(Beginning of Records shown)
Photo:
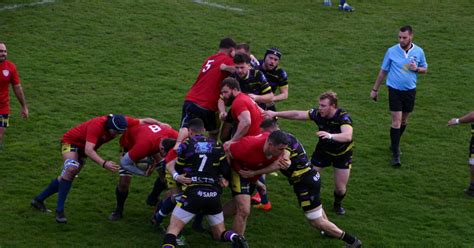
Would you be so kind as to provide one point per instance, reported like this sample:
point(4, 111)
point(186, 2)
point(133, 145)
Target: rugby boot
point(256, 198)
point(238, 241)
point(39, 205)
point(469, 191)
point(265, 207)
point(357, 244)
point(338, 209)
point(61, 217)
point(346, 7)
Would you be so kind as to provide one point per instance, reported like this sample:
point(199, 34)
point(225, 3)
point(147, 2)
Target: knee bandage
point(70, 163)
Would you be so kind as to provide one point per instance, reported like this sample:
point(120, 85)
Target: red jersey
point(243, 102)
point(247, 154)
point(171, 155)
point(206, 89)
point(93, 131)
point(8, 75)
point(144, 140)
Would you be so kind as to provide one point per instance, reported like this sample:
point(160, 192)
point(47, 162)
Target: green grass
point(80, 59)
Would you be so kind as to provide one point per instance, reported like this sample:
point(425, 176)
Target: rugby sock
point(64, 187)
point(52, 188)
point(395, 138)
point(338, 199)
point(197, 223)
point(263, 196)
point(121, 198)
point(402, 129)
point(158, 187)
point(228, 235)
point(169, 241)
point(349, 239)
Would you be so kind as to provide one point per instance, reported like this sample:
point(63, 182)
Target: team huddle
point(229, 137)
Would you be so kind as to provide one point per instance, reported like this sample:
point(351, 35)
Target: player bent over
point(203, 161)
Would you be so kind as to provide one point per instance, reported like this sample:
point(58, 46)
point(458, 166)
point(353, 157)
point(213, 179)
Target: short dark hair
point(243, 46)
point(278, 137)
point(230, 82)
point(241, 58)
point(406, 28)
point(168, 144)
point(227, 43)
point(196, 125)
point(269, 123)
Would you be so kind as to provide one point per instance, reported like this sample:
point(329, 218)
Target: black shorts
point(240, 185)
point(308, 190)
point(192, 110)
point(401, 100)
point(320, 158)
point(471, 152)
point(200, 199)
point(3, 120)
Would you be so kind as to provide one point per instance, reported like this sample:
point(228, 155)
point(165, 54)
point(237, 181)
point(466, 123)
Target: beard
point(228, 102)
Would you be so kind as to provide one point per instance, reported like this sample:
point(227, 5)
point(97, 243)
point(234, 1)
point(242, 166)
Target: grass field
point(80, 59)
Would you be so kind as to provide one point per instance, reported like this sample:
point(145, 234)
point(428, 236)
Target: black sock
point(158, 187)
point(402, 129)
point(338, 199)
point(169, 241)
point(347, 238)
point(121, 198)
point(395, 139)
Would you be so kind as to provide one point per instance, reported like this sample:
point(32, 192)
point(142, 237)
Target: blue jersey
point(332, 125)
point(397, 63)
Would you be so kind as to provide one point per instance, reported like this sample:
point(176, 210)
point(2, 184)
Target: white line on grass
point(18, 6)
point(216, 5)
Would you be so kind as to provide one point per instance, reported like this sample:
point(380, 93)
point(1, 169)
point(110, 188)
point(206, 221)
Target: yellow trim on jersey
point(300, 172)
point(339, 154)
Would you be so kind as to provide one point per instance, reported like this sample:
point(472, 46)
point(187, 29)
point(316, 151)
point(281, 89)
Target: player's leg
point(341, 177)
point(319, 220)
point(470, 189)
point(121, 194)
point(72, 167)
point(3, 127)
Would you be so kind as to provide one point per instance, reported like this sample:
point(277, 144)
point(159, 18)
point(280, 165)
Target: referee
point(401, 65)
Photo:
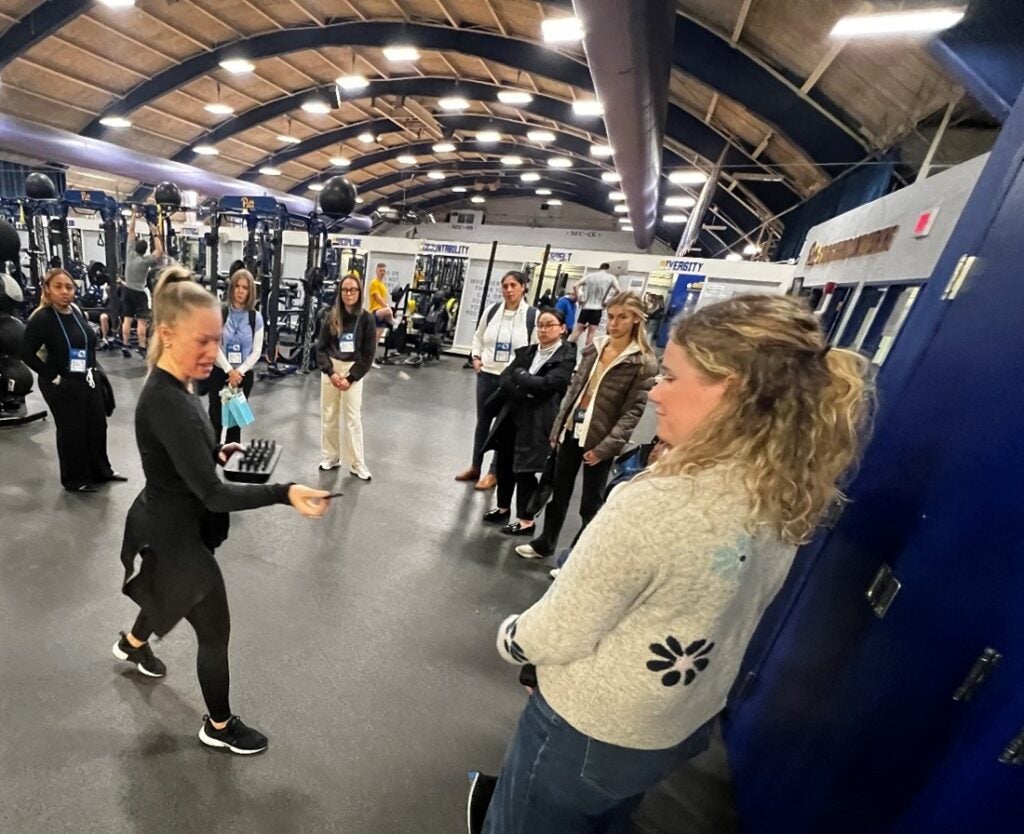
(End of Records shown)
■ Task details:
Skip the pictures and print each record exactly as it stands.

■ Task answer:
Photo:
Would you be so kind as to provide one point per instance, reported like this sample:
point(4, 111)
point(186, 2)
point(133, 145)
Target: rugby boot
point(256, 198)
point(238, 241)
point(39, 205)
point(469, 191)
point(265, 207)
point(357, 244)
point(338, 209)
point(61, 217)
point(346, 7)
Would you be so kind as to provide one point per instance, reported like this sample:
point(199, 34)
point(225, 3)
point(147, 2)
Target: knee bandage
point(70, 163)
Would you be so kind as to provide one point per instance, reported like this sample:
point(120, 85)
Target: red jersey
point(243, 102)
point(247, 154)
point(171, 155)
point(206, 89)
point(93, 131)
point(8, 75)
point(144, 140)
Would you be so kind as to provide one point per instance, reported like this sample:
point(160, 192)
point(47, 162)
Target: green grass
point(80, 59)
Would you be so kind as to provide one point per instance, reported like this sample:
point(425, 176)
Target: rugby sock
point(64, 187)
point(52, 188)
point(395, 138)
point(338, 199)
point(197, 223)
point(263, 196)
point(121, 198)
point(402, 129)
point(158, 187)
point(228, 235)
point(169, 241)
point(349, 239)
Would you be so kind as to provide one point per instance, reported like this sample:
point(63, 182)
Target: team huddle
point(229, 137)
Would you be so kind as to provide one point per instance, reported like this sample:
point(351, 35)
Target: player bent over
point(203, 161)
Would you be so kind as to provide one point per instance, reported like this sample:
point(58, 46)
point(458, 166)
point(353, 157)
point(213, 179)
Target: short dark hair
point(243, 46)
point(278, 137)
point(230, 82)
point(241, 58)
point(406, 28)
point(168, 144)
point(227, 43)
point(196, 125)
point(269, 123)
Would you be so kind as to provide one point per instance, reported like this sample:
point(329, 218)
Target: black shorts
point(240, 185)
point(308, 190)
point(192, 110)
point(401, 100)
point(320, 158)
point(471, 152)
point(200, 199)
point(3, 120)
Would you be so kind as to provide one point per instance, reported like this sample:
point(228, 155)
point(165, 54)
point(237, 181)
point(466, 123)
Target: beard
point(228, 102)
Would you be so kind as to provide one point per instance, reported like this sample:
point(227, 5)
point(97, 243)
point(234, 1)
point(242, 166)
Target: grass field
point(80, 59)
Would you be so kind as to provide one point per instance, reported like this sample:
point(145, 234)
point(428, 236)
Target: black sock
point(158, 187)
point(402, 129)
point(338, 199)
point(169, 241)
point(347, 238)
point(121, 198)
point(395, 139)
Would you be so kind as to provide one point per instance, reported like this sample:
point(32, 192)
point(142, 237)
Target: blue jersey
point(332, 125)
point(397, 63)
Would you be so kind as to provide one point per instance, reported like this sample:
point(176, 210)
point(2, 184)
Target: white line on grass
point(18, 6)
point(216, 5)
Would you be so kind as to provide one point per instance, reported like this sample:
point(380, 93)
point(1, 169)
point(110, 188)
point(206, 221)
Target: yellow trim on jersey
point(300, 172)
point(339, 154)
Would you be so kind as to provide one point per instance, reported like this sample:
point(472, 46)
point(187, 29)
point(316, 151)
point(281, 89)
Target: player's leg
point(341, 177)
point(319, 220)
point(470, 189)
point(121, 194)
point(72, 167)
point(3, 127)
Would you be so kind as to provide one point per instance, reported like this sample:
point(277, 144)
point(159, 18)
point(280, 165)
Target: referee
point(401, 65)
Photo:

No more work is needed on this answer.